# Instructions for the task
Extend the news article about Missouri's plan to execute death-row prisoners with propofol, starting after its final sentence.

If propofol was lethal enough to kill the King of Pop. Missouri's Department of Corrections figures that it's sufficient to execute its death-row prisoners.
State DOC officials announced in May that they were replacing their three-drug method for lethal injection—a formula of sodium thiopental, pancuronium bromide and potassium chloride—with just propofol, the drug that killed Michael Jackson after a fatal overdose in 2009. If Missouri's DOC goes ahead with plans to use propofol to execute death-row prisoners, it would be the first of the 33 states who sanction the death penalty to use the drug for executions.
Currently, there are 19 men incarcerated by Missouri's DOC whose appeals have run out and are awaiting execution.
"This is very, very concerning with a drug that we don't know, and seeing the problems of the one-drug method." said Kathleen Holmes of Missourians for Alternatives to the Death Penalty.

# Record list

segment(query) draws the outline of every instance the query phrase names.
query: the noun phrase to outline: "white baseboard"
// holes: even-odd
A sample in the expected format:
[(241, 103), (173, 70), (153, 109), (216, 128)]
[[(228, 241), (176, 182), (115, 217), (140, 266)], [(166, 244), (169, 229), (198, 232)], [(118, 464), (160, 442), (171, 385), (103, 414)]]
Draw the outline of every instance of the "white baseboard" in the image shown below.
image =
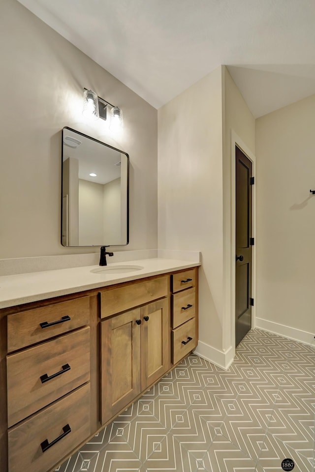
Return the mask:
[(315, 333), (309, 333), (306, 331), (302, 331), (301, 329), (297, 329), (296, 328), (286, 326), (285, 324), (275, 323), (273, 321), (263, 320), (262, 318), (256, 318), (255, 327), (305, 344), (314, 346), (315, 343), (314, 339)]
[(203, 359), (205, 359), (206, 360), (209, 361), (212, 364), (214, 364), (215, 365), (224, 370), (228, 369), (234, 359), (232, 346), (223, 352), (201, 341), (198, 343), (198, 345), (194, 352), (195, 354), (197, 354)]

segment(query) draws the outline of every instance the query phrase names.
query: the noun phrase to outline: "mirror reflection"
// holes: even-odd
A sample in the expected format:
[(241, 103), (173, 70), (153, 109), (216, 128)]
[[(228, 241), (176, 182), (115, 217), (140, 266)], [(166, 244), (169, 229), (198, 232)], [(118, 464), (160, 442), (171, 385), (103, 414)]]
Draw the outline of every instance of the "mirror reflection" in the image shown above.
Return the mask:
[(128, 165), (125, 152), (63, 129), (63, 246), (128, 244)]

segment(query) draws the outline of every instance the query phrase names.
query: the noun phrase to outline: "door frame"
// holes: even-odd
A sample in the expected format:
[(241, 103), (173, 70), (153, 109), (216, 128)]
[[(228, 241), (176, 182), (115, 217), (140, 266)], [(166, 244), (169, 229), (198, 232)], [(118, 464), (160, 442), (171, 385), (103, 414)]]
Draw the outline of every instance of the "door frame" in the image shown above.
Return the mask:
[[(233, 353), (235, 352), (235, 233), (236, 226), (236, 166), (235, 146), (251, 161), (252, 165), (252, 175), (256, 180), (256, 157), (248, 148), (234, 130), (231, 129), (231, 297), (232, 306), (232, 342)], [(256, 182), (252, 186), (252, 234), (255, 239), (255, 244), (252, 246), (252, 296), (254, 298), (254, 306), (252, 310), (252, 328), (256, 326)]]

# Output of the exercise
Like other states who used sodium thiopental for executions. Missouri had to find an alternative once the drug's U.S. manufacturer stopped making it for lethal injections. A few slates have replaced thiopental (the sedative component of the formula) with pentobarbital—a barbiturate used to treat anxiety and convulsive disorders like epilepsy—and used it in about 50 executions in the past two years. But only two other states besides Missouri—Arizona and Ohio—have decided to use just a single drug.
In April 2012, Arizona used only pentobarbital to kill Thomas Kemp, 63, who had been convicted of murder 20 years ago. Observers of his execution were disturbed that Kemp shook for several seconds after receiving a lethal dose.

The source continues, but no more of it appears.